• **Document passage**
BEGIN
Background and methods
Clonal hematopoiesis most commonly occurs among adults aged at least 70 years. Prior studies have showed between 10% to 20% of that population undergoes DNA changes, according to study background.
Most of those mutations are “benign,” but clonal hematopoiesis has been linked to hematologic cancers, cardiovascular disease and overall mortality, Ueda Oshima said.
Additionally, other researchers found transplant recipients who got clonal hematopoiesis from donors had a higher risk for graft-versus-host disease, she added.
Individuals who undergo HSCT receive a small number of donor stem cells to rebuild their hematopoietic system.
“[The concern has been] that with more replication going on, there would be more clonal hematopoiesis happening in the recipient, and over time this would make the donor at higher risk for blood cancers,” Ueda Oshima said.
Ueda Oshima and colleagues had a unique opportunity to investigate this theory due to Fred Hutch’s extensive follow-up of transplant recipients dating back to the 1970s, when Fred Hutch researchers were working to establish HSCT as a life-saving therapy.
Researchers evaluated contemporary blood samples from 16 donor-recipient pairs (median time since HSCT, 33.8 years; range, 6.6-45.7). Recipients received HSCT between 1971 and 2010 at Fred Hutch.
The cohort included “the longest surviving [recipients of HSCT] in the world,” Ueda Oshima and colleagues wrote.
Mutation frequency among donors and recipients served as the primary endpoint.
Results and next steps
Researchers observed clonal hematopoiesis in all 16 donor samples, which included individuals aged 12 years to 84 years.
Older donors had higher rates of mutation.
Investigators had donor samples from the time of transplant in 11 of the 16 donor-recipient pairs analyzed.
END
• **Exercise requirements**
(1) In the clonal hematopoiesis text, list the things named as linked to clonal hematopoiesis in the sentence that describes most of those mutations as "benign."
(2) Write out the part of the clonal hematopoiesis text that opens with the words "Ueda Oshima and colleagues had" and ends after the words "the primary endpoint.".

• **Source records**
BEGIN
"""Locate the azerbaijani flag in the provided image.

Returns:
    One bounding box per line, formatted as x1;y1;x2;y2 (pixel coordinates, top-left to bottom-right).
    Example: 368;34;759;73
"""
END
• **Responses to the exercise**
(1)
- Hematologic cancers
- Cardiovascular disease
- Overall mortality

(2)
Ueda Oshima and colleagues had a unique opportunity to investigate this theory due to Fred Hutch’s extensive follow-up of transplant recipients dating back to the 1970s, when Fred Hutch researchers were working to establish HSCT as a life-saving therapy.
Researchers evaluated contemporary blood samples from 16 donor-recipient pairs (median time since HSCT, 33.8 years; range, 6.6-45.7). Recipients received HSCT between 1971 and 2010 at Fred Hutch.
The cohort included “the longest surviving [recipients of HSCT] in the world,” Ueda Oshima and colleagues wrote.
Mutation frequency among donors and recipients served as the primary endpoint.